* **What the task asks**
Copy the letter to a granddaughter word for word, in full.

* **Selected text**
Dear Granddaughter #1
At the birthday party you said, “When I was little everyone loved me and then, I grew up.” Well, for your information, everyone still loves you only you won’t let us show you. Really? Really. Start thinking about the people who love you and count them. Probably, you should just look at your Facebook page. There you will find people who are listening. I hope you are listening and reading. I write to let you know I am thinking of you and I love you. I loved you when you were little and I love you just as much and even more now.
I was and still am a sort of wallflower. Do you know what a wallflower is: well, as I remember it and as it was explained to me when I went to a dance and no one asked me for a dance, I was considered a wallflower. Someone who hugs the wall and hopes someone else will ask them to dance. I was thinking last night that I was a perpetual wallflower and I only remember someone asking me to dance after he had been refused by 6 others. I remember that dance so well. I even got sort of popular over it and people talked about how I was such a good dancer. I guess that time was part of my 15 minutes of fame. I am still sort of a wallflower.

* **Material shown**
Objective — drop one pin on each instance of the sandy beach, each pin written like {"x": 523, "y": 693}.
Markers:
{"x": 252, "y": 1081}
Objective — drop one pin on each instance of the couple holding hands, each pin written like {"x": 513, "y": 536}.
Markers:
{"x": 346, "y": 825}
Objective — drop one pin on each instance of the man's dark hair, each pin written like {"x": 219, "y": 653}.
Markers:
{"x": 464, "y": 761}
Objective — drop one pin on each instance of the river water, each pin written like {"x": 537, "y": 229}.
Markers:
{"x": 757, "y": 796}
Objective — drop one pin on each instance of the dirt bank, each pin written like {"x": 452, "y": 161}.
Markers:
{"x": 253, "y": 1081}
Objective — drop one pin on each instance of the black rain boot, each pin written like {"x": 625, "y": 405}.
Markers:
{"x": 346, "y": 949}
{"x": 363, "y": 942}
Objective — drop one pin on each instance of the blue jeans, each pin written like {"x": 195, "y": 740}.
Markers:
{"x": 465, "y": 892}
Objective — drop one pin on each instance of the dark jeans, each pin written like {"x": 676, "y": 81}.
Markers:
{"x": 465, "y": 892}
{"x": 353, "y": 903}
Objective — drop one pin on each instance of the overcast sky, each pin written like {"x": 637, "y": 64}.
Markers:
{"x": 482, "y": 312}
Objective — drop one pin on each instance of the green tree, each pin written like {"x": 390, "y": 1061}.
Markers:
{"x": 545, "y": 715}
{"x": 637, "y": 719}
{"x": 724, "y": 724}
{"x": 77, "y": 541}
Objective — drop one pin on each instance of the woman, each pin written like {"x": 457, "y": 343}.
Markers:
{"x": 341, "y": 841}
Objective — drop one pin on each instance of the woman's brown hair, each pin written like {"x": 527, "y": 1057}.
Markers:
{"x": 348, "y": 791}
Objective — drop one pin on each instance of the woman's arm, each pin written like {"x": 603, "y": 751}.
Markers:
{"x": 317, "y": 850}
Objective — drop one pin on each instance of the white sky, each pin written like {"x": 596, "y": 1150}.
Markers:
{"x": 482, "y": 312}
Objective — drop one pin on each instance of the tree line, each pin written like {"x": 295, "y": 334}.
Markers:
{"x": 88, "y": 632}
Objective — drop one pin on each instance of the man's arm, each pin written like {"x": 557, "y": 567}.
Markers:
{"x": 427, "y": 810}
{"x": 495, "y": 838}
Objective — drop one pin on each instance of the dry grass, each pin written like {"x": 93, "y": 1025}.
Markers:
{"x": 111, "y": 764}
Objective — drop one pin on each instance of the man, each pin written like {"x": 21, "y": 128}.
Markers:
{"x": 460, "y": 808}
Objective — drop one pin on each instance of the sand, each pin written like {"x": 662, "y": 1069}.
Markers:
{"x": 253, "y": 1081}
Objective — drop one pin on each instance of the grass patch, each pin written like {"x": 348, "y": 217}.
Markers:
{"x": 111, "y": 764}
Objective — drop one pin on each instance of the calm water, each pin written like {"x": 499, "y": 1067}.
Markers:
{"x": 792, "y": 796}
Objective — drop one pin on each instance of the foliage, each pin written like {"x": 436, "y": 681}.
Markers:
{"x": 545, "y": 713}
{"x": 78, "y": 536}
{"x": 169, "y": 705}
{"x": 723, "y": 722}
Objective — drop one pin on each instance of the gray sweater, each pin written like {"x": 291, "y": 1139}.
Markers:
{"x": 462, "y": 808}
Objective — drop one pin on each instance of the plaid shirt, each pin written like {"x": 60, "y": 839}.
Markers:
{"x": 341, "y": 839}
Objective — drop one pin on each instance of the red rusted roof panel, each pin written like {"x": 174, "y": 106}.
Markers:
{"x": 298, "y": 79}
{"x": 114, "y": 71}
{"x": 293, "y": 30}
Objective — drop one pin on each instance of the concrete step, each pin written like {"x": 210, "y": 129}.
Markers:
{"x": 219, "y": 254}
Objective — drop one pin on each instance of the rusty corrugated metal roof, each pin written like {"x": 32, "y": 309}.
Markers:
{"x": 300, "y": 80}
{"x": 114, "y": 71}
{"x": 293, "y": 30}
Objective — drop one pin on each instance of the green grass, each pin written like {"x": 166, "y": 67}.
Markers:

* **Task response**
Dear Granddaughter #1
At the birthday party you said, “When I was little everyone loved me and then, I grew up.” Well, for your information, everyone still loves you only you won’t let us show you. Really? Really. Start thinking about the people who love you and count them. Probably, you should just look at your Facebook page. There you will find people who are listening. I hope you are listening and reading. I write to let you know I am thinking of you and I love you. I loved you when you were little and I love you just as much and even more now.
I was and still am a sort of wallflower. Do you know what a wallflower is: well, as I remember it and as it was explained to me when I went to a dance and no one asked me for a dance, I was considered a wallflower. Someone who hugs the wall and hopes someone else will ask them to dance. I was thinking last night that I was a perpetual wallflower and I only remember someone asking me to dance after he had been refused by 6 others. I remember that dance so well. I even got sort of popular over it and people talked about how I was such a good dancer. I guess that time was part of my 15 minutes of fame. I am still sort of a wallflower.